THE TASK:
Skip all pictures, then print the remaining material exactly.

DATA ROWS:
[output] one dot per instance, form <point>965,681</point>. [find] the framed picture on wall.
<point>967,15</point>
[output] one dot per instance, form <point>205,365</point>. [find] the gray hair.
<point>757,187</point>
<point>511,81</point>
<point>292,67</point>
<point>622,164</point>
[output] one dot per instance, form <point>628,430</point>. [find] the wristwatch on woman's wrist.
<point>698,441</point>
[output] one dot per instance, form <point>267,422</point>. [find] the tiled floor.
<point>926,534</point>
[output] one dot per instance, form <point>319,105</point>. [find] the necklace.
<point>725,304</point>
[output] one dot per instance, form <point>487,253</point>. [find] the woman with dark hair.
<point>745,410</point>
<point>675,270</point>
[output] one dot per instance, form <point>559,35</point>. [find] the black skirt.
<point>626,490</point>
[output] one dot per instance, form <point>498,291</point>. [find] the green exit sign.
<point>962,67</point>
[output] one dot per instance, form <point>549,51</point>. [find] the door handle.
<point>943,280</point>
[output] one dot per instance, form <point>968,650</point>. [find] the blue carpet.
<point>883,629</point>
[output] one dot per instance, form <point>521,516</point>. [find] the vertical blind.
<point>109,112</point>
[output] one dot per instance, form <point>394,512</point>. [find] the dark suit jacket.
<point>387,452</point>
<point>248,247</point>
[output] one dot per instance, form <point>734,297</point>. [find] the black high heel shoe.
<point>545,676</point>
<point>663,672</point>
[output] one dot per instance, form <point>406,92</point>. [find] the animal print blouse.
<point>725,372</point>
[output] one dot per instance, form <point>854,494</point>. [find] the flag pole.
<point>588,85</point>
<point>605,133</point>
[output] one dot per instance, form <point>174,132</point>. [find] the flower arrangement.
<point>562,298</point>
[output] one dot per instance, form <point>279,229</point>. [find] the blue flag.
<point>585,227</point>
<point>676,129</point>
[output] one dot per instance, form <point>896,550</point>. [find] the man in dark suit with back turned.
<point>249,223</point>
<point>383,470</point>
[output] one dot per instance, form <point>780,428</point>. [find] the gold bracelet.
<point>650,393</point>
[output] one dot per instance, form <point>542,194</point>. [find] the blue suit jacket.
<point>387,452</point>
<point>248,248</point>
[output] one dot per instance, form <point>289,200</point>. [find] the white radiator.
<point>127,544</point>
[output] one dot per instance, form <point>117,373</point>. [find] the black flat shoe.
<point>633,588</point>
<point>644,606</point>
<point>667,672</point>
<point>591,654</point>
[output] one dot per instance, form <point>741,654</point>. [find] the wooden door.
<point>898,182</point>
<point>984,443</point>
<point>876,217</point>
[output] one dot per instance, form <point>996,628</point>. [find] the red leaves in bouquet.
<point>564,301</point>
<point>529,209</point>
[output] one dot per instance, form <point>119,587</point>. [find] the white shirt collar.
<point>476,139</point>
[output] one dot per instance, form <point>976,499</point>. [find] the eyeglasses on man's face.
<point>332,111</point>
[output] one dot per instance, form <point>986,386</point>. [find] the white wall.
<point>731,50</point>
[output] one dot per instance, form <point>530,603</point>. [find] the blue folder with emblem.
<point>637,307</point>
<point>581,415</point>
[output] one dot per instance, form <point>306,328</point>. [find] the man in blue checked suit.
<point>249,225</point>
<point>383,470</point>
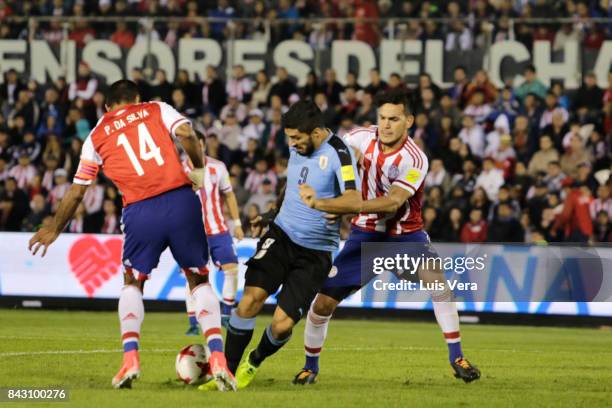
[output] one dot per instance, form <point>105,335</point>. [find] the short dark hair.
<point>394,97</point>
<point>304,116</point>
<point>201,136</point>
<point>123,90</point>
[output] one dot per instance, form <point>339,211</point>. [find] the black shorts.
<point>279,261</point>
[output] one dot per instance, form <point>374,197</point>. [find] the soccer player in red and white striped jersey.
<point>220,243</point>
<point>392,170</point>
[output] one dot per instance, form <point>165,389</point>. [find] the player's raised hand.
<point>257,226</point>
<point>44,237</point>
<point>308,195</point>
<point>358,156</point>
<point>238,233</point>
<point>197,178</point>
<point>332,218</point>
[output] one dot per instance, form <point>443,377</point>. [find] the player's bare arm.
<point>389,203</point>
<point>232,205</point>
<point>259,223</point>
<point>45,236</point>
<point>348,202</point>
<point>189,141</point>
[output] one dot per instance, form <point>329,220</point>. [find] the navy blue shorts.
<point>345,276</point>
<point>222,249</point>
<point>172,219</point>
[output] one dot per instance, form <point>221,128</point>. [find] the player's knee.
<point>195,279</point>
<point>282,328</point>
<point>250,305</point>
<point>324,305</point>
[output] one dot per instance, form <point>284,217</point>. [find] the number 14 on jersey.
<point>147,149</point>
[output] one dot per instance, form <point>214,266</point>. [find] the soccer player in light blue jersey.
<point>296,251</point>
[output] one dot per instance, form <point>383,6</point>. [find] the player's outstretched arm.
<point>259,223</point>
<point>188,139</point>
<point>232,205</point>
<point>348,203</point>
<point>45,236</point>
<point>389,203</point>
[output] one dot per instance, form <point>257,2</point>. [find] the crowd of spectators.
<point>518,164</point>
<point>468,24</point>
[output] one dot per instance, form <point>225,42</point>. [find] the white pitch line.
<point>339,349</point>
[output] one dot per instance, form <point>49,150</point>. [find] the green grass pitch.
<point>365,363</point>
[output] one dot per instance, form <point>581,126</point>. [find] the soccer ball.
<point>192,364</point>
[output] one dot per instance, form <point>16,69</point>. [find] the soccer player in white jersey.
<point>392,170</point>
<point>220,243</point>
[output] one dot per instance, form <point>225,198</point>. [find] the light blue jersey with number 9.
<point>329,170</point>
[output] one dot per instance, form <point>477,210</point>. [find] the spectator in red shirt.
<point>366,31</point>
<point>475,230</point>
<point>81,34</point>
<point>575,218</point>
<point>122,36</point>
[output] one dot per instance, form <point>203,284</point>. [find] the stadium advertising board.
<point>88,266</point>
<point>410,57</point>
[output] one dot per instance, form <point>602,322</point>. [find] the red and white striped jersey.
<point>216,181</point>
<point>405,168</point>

EXERCISE OUTPUT:
[output] one dot per instance, form <point>965,681</point>. [find] the framed picture on wall.
<point>967,15</point>
[output] one dot per instance, form <point>205,365</point>. [find] the gray hair.
<point>757,187</point>
<point>511,81</point>
<point>292,67</point>
<point>622,164</point>
[output] one dot per instance, form <point>628,430</point>. [find] the wristwatch on woman's wrist.
<point>698,441</point>
[output] one dot per instance, form <point>267,422</point>. [find] the tiled floor.
<point>926,534</point>
[output] one dot per instance, form <point>319,105</point>. [find] the necklace.
<point>725,304</point>
[output] one dot per instance, form <point>487,253</point>. [find] the woman with dark hair.
<point>745,410</point>
<point>675,270</point>
[output] one dot per instance, form <point>559,35</point>. [find] the black skirt.
<point>626,490</point>
[output] one dot per instance, form <point>498,291</point>. [find] the green exit sign.
<point>962,67</point>
[output] one dot per instance, form <point>549,51</point>. [find] the door handle.
<point>943,280</point>
[output] one dot per instance, form <point>968,650</point>. [find] the blue carpet.
<point>883,629</point>
[output] one dot per instance, form <point>521,516</point>. [find] the vertical blind.
<point>109,112</point>
[output] one dot per instance, form <point>394,512</point>. [find] the dark suit jacket.
<point>387,452</point>
<point>248,247</point>
[output] one dot per instance, form <point>734,297</point>. [find] the black high heel shoe.
<point>545,676</point>
<point>663,672</point>
[output] one dot per instance, form <point>406,92</point>. [find] the animal print blouse.
<point>725,372</point>
[output] one dot per instance, form <point>854,494</point>. [find] the flag pole.
<point>588,85</point>
<point>605,133</point>
[output] one dot per instance, form <point>174,132</point>. [find] the flower arrangement.
<point>562,298</point>
[output] one dot per instance, form <point>279,229</point>. [find] the blue flag.
<point>585,227</point>
<point>676,129</point>
[output] one dot per instance, form <point>896,550</point>. [find] the man in dark suit with back turned.
<point>249,223</point>
<point>383,470</point>
[output] one dot per instance, form <point>780,428</point>. [find] the gold bracelet.
<point>650,393</point>
[output] one dot per instance, form <point>542,194</point>. [find] the blue suit jacket.
<point>387,452</point>
<point>248,248</point>
[output] one dot per instance, form <point>289,200</point>. [find] the white radiator.
<point>127,544</point>
[output] one dot per instance, form <point>117,373</point>. [find] the black flat shoe.
<point>633,588</point>
<point>644,606</point>
<point>667,672</point>
<point>591,654</point>
[output] one dot per instance, form <point>741,654</point>. [find] the wooden door.
<point>898,182</point>
<point>984,443</point>
<point>876,217</point>
[output] one dot per instance, form <point>996,628</point>. [find] the red leaves in bouquet.
<point>564,301</point>
<point>529,209</point>
[output] one dot per instance, form <point>119,587</point>. [find] the white shirt collar.
<point>476,139</point>
[output] one dot per instance, form <point>976,499</point>. [find] the eyeglasses on man's face.
<point>332,111</point>
[output] one dot per instance, form <point>986,386</point>. [find] the white wall.
<point>731,50</point>
[output] one dot per instance, form <point>530,603</point>. [find] the blue folder with emblem.
<point>637,307</point>
<point>581,415</point>
[output] one dot per instance, form <point>306,328</point>. [find] the man in blue checked suit.
<point>249,225</point>
<point>383,470</point>
[output] one dot per instance, form <point>105,335</point>. [find] the short dark hair.
<point>394,97</point>
<point>304,116</point>
<point>201,136</point>
<point>123,90</point>
[output] one dot per instance, form <point>339,211</point>. [find] the black shorts.
<point>279,261</point>
[output] one dot per instance, form <point>374,197</point>. [find] the soccer player in red and white striped jersey.
<point>220,243</point>
<point>392,170</point>
[output] one dot per instance, form <point>165,389</point>. [find] the player's raised hand.
<point>257,226</point>
<point>44,237</point>
<point>308,195</point>
<point>358,156</point>
<point>238,233</point>
<point>197,178</point>
<point>332,218</point>
[output] one dot per instance, form <point>443,377</point>. [find] the player's bare arm.
<point>389,203</point>
<point>232,205</point>
<point>259,223</point>
<point>45,236</point>
<point>348,202</point>
<point>189,141</point>
[output] one dot per instance, form <point>329,220</point>. [find] the navy blue shorts.
<point>345,276</point>
<point>222,249</point>
<point>172,219</point>
[output] one dot per instance, form <point>221,128</point>. [find] the player's knee.
<point>195,279</point>
<point>282,328</point>
<point>250,305</point>
<point>324,305</point>
[output] one dot per instance, form <point>284,217</point>. [find] the number 14 on jersey.
<point>147,149</point>
[output] one dot per instance, form <point>214,266</point>. [find] the soccer player in light blue jersey.
<point>296,251</point>
[output] one dot per instance, form <point>383,6</point>. [find] the player's outstretched arm.
<point>259,223</point>
<point>188,139</point>
<point>232,205</point>
<point>348,203</point>
<point>45,236</point>
<point>389,203</point>
[output] one dot per instance, form <point>257,2</point>. [find] the crowd of spectators.
<point>518,164</point>
<point>468,24</point>
[output] one dot per instance, form <point>225,42</point>. [find] the white pitch line.
<point>339,349</point>
[output] one dot per instance, form <point>49,150</point>. [find] the green grass pitch.
<point>365,363</point>
[output] one dot per instance, form <point>581,126</point>. [find] the soccer ball.
<point>192,364</point>
[output] one dot per instance, form <point>16,69</point>. [find] the soccer player in white jersey.
<point>392,170</point>
<point>220,243</point>
[output] one dot per instance, form <point>225,198</point>. [find] the light blue jersey with number 9.
<point>329,170</point>
[output] one dot per instance, form <point>477,210</point>. [find] the spectator in red shirt.
<point>366,31</point>
<point>475,230</point>
<point>81,34</point>
<point>575,218</point>
<point>122,36</point>
[output] one dot per instance, form <point>203,284</point>. [find] the stadium advertising board.
<point>88,266</point>
<point>410,57</point>
[output] one dot per instance, form <point>602,322</point>. [find] the red and white striped jersey.
<point>216,181</point>
<point>405,168</point>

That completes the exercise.